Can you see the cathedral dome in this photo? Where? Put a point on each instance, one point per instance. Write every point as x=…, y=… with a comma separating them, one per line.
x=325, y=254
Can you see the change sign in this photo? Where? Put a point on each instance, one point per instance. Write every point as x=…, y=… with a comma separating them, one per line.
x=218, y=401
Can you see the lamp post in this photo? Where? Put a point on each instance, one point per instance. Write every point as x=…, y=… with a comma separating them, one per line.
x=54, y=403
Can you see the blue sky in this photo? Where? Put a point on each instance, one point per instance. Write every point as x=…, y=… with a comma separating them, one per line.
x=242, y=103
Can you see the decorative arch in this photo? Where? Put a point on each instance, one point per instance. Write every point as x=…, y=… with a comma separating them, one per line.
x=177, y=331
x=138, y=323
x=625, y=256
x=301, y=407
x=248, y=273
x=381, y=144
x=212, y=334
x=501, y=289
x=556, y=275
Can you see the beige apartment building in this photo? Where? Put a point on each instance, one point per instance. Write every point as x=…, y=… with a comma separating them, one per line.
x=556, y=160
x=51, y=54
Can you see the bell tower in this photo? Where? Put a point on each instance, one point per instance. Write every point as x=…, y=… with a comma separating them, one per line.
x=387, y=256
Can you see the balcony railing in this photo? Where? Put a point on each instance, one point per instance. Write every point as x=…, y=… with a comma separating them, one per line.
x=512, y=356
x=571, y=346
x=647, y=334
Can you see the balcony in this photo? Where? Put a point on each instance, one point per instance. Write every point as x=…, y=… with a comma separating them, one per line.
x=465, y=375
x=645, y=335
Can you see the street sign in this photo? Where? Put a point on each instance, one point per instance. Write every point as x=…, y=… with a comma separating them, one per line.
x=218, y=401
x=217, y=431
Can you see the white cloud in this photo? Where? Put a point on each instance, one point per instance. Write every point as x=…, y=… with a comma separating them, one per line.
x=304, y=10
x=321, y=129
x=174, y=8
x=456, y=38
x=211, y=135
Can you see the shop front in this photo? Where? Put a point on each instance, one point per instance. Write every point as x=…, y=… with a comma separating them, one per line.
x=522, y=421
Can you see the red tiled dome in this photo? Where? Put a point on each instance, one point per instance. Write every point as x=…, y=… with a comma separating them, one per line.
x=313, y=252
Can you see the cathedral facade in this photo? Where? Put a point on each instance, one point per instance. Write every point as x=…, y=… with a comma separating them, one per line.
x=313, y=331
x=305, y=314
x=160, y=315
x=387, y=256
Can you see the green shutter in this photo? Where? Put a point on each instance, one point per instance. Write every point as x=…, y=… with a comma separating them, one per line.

┄┄┄┄┄┄┄┄┄┄

*Exercise brief*
Repeat the data in full, exactly as supplied.

*Answer to this exercise*
Can you see the cathedral dome in this photo? Where? Put a point on each instance, one point per instance. Write every point as x=…, y=… with a comma separating them, one per line.
x=325, y=254
Can you see the change sign in this photo? Where? Put a point on each instance, one point per instance. Write every point as x=…, y=… with a comma separating them, one per line.
x=218, y=401
Can you see the lamp post in this photo? Where? Put a point on each instance, one point per instance. Write every point as x=…, y=… with a comma separating them, one per line.
x=54, y=403
Can you see the blue sky in this photo? Where? Put a point on each instance, one point per instance. Write every point as x=…, y=… with a comma separating them, one per line.
x=242, y=103
Can you see the decorative arch in this photo? Where? Put a point on each instance, one point per instance. Write every point as x=…, y=… with a comma separating them, one per line.
x=177, y=331
x=138, y=323
x=625, y=256
x=301, y=407
x=248, y=273
x=381, y=144
x=212, y=334
x=501, y=289
x=556, y=275
Can you see the beige apartment building in this photo? Where? Put a point on each instance, one point per instance. Write every point as x=…, y=… with a comma separating them, one per line.
x=556, y=160
x=51, y=54
Can you see the bell tower in this photo? Where? Put a point on each instance, one point per instance. Write every point as x=…, y=… with a comma separating them, one per line.
x=387, y=256
Can you see the balcony railing in this photo? Where? Put a point on each instance, one point per instance. Write every point as x=…, y=… with a comma separating them, one per line.
x=512, y=356
x=571, y=346
x=647, y=334
Can you see the balcony in this photo? Where? Put a point on each instance, one point per instance. Write every point as x=…, y=… with a comma separating them, one per line.
x=465, y=375
x=645, y=335
Can you see the street sign in this photo? Where? Put a point on each instance, one point per instance. Write every point as x=…, y=… with a comma separating them, one per line.
x=218, y=401
x=217, y=431
Can you see the white cloud in this photo? Where? Put a point on each instance, one point per instance. Write every point as x=…, y=… with a comma separating them, one per line.
x=304, y=10
x=321, y=129
x=174, y=8
x=456, y=38
x=211, y=135
Can you see the shop front in this photo? Where? Put a point on each instance, one point per instance. Write every point as x=…, y=… with a comma separating them, one per line.
x=522, y=421
Can you see the red tiled dome in this photo? Where? Put a point on each instance, one point per instance. Write every point as x=…, y=… with a comma separating them, one per line.
x=313, y=252
Can you see the cathedral facade in this photo? Where? Put a point on each instance, one point per instance. Write every point as x=…, y=… with a comma separating them, one per line.
x=313, y=331
x=305, y=314
x=160, y=315
x=387, y=256
Can you see the green shutter in this photo? Where? Put a point on each instance, one point per instance. Write every point as x=…, y=… with a comma separating them, one per line.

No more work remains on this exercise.